Текст для чтения
------------------------------------------------------------
Обряд и земля
Денис Шалагинов
Разве не в этом заключалась природа этой земли, […] не в преображении?
Адам Нэвилл, «Багрянец»[1]
Когда почва перестает быть привычной и уходит из-под ног, принято вспоминать о крови, которая, встречаясь с почвой, уже не просто течет, а скрепляет. Мир застывает в регионах, расчерченных «территориалистами»[2]: земля спускается с неба, и все встает на свои места. Быть может, «единство нужно дать»[3], но сперва следует разобраться в том, какое единство. Именно здесь, как мне кажется, кроется вызов, брошенный русскому космизму настоящим, и здесь же надо отыскать «интеринтеркосмистский» ответ на этот вызов[4].
------------------------------------------------------------
Собранный материал
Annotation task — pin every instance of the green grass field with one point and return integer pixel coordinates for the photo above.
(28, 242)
------------------------------------------------------------
Описание задания
Повторите дословно отрывок из текста для чтения: от слов «Обряд и земля» до слов «на этот вызов[4].» включительно.

Решение задания
Обряд и земля
Денис Шалагинов
Разве не в этом заключалась природа этой земли, […] не в преображении?
Адам Нэвилл, «Багрянец»[1]
Когда почва перестает быть привычной и уходит из-под ног, принято вспоминать о крови, которая, встречаясь с почвой, уже не просто течет, а скрепляет. Мир застывает в регионах, расчерченных «территориалистами»[2]: земля спускается с неба, и все встает на свои места. Быть может, «единство нужно дать»[3], но сперва следует разобраться в том, какое единство. Именно здесь, как мне кажется, кроется вызов, брошенный русскому космизму настоящим, и здесь же надо отыскать «интеринтеркосмистский» ответ на этот вызов[4].